** START OF EXCERPT TO READ **
I am aghast that people who call themselves feminists seem to be defending Islam, the most misogynistic of the so-called great religions. This is the religion that mutilates young girls, brutally kills women found with men not their husbands, requires women to completely conceal themselves, and in general makes women’s lives hell.
For real? You are considerably uninformed, and that brush of yours is awfully broad. Taken point by point: Islam was actually the *first* of the major book-based religions to affirm that women had any rights at all. Check it out. Female genital mutilation is a regional/cultural practice, not a religious one. Some conservative Islamic governments punish adultery horribly, as you say, but that's different from "Islam" per se. Some sects of Islam require women to cover their hair or faces; others do not. Again, some conservative Islamic governments require it, but that's different. Also, some Islamic women, including some Islamic feminists, choose to cover their hair and/or dress modestly as a mark of cultural identity; some actually find it empowering, seeing it as freeing them from Western beauty standards, leaving them to be judged solely on their merits and achievements. That was a little hard for me to wrap my head around, but hey, stretching is good for you! (Also, as no one has made me empress of the universe, it is not my job to issue decrees on what is empowering or not.)
** END OF EXCERPT TO READ **
• _EXERCISE 1_
In the listing, from the first line to the line with "<point>487,439</point>", switch "white fur patch" to "brown fur patch" and write those lines out again with nothing else changed.
** START OF STORED RECORDS **
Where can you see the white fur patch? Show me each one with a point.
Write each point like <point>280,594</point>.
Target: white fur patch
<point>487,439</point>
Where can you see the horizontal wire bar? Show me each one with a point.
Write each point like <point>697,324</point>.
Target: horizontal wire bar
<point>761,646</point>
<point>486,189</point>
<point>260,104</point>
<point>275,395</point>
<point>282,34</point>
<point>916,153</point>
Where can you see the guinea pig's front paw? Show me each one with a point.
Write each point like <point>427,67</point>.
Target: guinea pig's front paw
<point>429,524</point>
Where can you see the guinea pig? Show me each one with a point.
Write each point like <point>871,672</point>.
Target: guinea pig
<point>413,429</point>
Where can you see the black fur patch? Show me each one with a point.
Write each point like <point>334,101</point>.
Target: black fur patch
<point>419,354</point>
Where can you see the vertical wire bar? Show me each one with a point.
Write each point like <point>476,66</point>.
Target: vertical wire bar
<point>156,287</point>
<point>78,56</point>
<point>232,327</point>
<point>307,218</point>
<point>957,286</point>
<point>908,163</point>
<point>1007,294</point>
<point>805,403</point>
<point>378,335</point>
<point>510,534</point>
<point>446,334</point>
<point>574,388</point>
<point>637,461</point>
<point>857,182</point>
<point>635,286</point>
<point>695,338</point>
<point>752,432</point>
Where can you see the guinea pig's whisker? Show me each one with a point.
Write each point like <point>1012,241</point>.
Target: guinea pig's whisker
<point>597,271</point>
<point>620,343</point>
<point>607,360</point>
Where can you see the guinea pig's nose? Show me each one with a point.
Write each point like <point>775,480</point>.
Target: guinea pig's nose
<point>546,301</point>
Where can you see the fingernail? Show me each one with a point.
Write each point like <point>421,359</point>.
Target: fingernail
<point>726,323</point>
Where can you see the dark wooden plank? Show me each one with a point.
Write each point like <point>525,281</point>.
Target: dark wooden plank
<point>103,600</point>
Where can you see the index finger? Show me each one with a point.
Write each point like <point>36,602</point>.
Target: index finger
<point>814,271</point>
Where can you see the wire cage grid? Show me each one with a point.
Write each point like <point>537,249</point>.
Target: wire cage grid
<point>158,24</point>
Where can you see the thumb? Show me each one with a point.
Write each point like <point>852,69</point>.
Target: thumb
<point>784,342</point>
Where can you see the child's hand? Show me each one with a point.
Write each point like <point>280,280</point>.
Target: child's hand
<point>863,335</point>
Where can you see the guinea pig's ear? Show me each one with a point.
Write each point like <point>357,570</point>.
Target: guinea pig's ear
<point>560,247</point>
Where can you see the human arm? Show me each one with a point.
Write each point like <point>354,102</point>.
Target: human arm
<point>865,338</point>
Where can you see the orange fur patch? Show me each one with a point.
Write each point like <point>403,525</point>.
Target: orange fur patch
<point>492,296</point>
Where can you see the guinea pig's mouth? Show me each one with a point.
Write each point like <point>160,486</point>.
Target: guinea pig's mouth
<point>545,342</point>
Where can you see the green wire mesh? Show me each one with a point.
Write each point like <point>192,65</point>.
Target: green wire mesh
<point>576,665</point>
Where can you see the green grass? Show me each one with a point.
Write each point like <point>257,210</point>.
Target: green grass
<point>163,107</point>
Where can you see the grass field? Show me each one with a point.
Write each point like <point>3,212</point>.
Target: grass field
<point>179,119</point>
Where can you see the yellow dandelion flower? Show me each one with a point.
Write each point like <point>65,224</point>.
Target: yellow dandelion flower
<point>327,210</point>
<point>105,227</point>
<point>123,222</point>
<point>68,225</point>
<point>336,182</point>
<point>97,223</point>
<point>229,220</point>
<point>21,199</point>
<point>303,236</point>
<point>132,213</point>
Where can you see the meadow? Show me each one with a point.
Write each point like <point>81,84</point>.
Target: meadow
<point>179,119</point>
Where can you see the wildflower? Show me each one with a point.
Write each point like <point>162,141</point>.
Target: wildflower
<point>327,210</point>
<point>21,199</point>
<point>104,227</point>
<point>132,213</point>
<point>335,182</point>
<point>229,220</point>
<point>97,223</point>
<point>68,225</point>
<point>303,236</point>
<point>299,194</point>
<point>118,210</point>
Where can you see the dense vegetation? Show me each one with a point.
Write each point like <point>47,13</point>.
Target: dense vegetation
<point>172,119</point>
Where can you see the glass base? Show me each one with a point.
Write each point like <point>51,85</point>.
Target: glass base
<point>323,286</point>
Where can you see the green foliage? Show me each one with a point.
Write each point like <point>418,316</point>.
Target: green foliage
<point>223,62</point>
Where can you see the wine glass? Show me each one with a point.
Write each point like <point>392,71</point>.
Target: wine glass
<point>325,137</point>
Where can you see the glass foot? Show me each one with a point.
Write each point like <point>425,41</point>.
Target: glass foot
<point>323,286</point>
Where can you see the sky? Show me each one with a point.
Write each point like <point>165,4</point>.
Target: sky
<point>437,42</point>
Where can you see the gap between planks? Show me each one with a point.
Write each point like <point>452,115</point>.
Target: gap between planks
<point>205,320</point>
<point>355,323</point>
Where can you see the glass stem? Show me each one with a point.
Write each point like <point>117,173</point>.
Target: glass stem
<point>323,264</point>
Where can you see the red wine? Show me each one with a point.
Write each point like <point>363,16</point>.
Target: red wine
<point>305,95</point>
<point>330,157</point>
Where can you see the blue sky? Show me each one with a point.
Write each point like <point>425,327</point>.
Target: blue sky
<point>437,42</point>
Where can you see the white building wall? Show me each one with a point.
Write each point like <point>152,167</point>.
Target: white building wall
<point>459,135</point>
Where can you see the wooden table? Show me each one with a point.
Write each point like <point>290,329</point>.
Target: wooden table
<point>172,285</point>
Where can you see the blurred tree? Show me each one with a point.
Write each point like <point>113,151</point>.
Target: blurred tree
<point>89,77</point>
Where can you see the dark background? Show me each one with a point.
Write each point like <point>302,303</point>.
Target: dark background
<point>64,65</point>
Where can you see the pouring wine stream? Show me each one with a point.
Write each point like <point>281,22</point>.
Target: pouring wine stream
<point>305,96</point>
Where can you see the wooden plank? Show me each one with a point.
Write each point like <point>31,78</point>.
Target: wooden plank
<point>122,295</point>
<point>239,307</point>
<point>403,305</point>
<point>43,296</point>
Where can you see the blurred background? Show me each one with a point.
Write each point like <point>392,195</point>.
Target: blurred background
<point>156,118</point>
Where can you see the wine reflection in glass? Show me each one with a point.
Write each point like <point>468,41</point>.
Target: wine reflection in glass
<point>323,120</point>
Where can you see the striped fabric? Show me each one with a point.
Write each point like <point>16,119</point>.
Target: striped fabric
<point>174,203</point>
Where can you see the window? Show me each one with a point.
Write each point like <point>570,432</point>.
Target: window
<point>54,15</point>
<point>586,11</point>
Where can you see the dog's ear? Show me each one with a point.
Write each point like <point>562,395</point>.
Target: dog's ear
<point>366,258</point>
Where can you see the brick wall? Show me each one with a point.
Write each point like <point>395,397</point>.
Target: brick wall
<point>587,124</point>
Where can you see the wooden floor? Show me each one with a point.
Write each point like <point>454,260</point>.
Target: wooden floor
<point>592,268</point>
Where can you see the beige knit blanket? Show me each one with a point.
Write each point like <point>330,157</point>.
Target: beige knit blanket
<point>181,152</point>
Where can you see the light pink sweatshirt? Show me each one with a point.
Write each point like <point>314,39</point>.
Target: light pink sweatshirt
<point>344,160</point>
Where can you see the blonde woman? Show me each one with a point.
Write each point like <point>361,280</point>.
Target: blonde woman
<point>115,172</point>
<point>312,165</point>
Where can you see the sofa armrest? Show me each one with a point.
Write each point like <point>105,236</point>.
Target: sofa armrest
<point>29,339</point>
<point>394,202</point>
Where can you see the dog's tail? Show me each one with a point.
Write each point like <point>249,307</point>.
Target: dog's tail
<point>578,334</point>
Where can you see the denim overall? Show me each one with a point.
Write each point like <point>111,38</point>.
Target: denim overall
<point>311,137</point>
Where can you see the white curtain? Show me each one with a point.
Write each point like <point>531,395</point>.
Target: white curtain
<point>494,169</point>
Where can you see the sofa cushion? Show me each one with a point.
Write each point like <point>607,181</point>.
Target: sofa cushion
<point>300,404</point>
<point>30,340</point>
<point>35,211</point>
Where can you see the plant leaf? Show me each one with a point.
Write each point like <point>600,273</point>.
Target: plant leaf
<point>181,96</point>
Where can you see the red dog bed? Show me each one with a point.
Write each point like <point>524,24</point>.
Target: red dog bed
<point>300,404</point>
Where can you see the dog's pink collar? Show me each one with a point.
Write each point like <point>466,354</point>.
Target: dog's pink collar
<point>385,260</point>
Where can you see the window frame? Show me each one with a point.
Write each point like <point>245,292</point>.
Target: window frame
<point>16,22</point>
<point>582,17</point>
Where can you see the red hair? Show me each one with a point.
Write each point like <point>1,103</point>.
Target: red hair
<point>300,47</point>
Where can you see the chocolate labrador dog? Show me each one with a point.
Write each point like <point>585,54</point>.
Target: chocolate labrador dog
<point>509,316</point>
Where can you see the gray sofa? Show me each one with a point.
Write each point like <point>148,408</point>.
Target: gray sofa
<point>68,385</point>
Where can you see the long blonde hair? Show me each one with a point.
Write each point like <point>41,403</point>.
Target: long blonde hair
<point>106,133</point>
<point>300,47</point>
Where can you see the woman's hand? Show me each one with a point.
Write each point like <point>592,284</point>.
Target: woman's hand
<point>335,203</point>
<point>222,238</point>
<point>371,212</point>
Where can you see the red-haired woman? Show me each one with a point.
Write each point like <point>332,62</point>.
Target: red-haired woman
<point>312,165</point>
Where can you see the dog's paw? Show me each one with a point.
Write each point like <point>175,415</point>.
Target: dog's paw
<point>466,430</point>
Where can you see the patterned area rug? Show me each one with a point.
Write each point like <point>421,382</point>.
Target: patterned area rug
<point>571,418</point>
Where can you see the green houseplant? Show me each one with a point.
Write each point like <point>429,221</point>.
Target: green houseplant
** END OF STORED RECORDS **
• _EXERCISE 2_
Extract the part of the comments on Islam and feminism from "I am aghast" to "women’s lives hell.", copying it word for word.

• _TASK RESULT 1_
Where can you see the brown fur patch? Show me each one with a point.
Write each point like <point>280,594</point>.
Target: brown fur patch
<point>487,439</point>

• _TASK RESULT 2_
I am aghast that people who call themselves feminists seem to be defending Islam, the most misogynistic of the so-called great religions. This is the religion that mutilates young girls, brutally kills women found with men not their husbands, requires women to completely conceal themselves, and in general makes women’s lives hell.